• **IL TUO OBIETTIVO**:
Trascrivi dall'estratto qui sotto il passo che comincia con "Essere e Apparire" e prosegue fino a "portato una raccomandata.", senza cambiare nulla.
====== ESTRATTO
Essere e Apparire - di Mons. G.B. Chiaradia

Lo scontro frontale dell'Io

06/11/2010
Ogni mattina prima di uscire di casa e iniziare a farsi vedere, camminare, fare, dire, decidere, uno sguardo allo specchio e ti vedi strano, con gli occhi spenti, anzi, densi di paura, le mani che con un tremolio ti fanno cascare le chiavi di casa… chissà perché.
"Ma, cosa mi succede?", pensi… Ma lo sai, sei scivolato nella notte o il giorno prima o un mese fa, non in una buccia di banana, ma in qualche cosa d'altro.
Macché, cosa da nulla! Succede!, ti dici, ma mentre lo dici il tremolio della mano s'accentua e al portone di casa non riesci a firmare la cedola del postino che ti ha portato una raccomandata.
Che cosa ti è successo? Lo sai bene. E non è la prima volta. Eppoi, che male c'è?
Mentre lo dici, sei giunto al posto di lavoro; ti senti un fuoco in viso di cui s'accorge il segretario: "Dottò, che gli succede? Cià mica l'influenza?"
Lo sai bene che non si tratta di influenza o altro, è quella cosa o quelle cose che vorresti togliere di mezzo e non ci riesci. Pensi a quella bimba, tua figlia, di tre anni che ti punta addosso gli occhioni, che hai baciato prima di uscire di casa.
============
====== MATERIALE DI PARTENZA
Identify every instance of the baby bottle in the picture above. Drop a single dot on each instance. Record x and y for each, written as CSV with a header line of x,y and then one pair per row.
============
• **RISPOSTA**:
Essere e Apparire - di Mons. G.B. Chiaradia

Lo scontro frontale dell'Io

06/11/2010
Ogni mattina prima di uscire di casa e iniziare a farsi vedere, camminare, fare, dire, decidere, uno sguardo allo specchio e ti vedi strano, con gli occhi spenti, anzi, densi di paura, le mani che con un tremolio ti fanno cascare le chiavi di casa… chissà perché.
"Ma, cosa mi succede?", pensi… Ma lo sai, sei scivolato nella notte o il giorno prima o un mese fa, non in una buccia di banana, ma in qualche cosa d'altro.
Macché, cosa da nulla! Succede!, ti dici, ma mentre lo dici il tremolio della mano s'accentua e al portone di casa non riesci a firmare la cedola del postino che ti ha portato una raccomandata.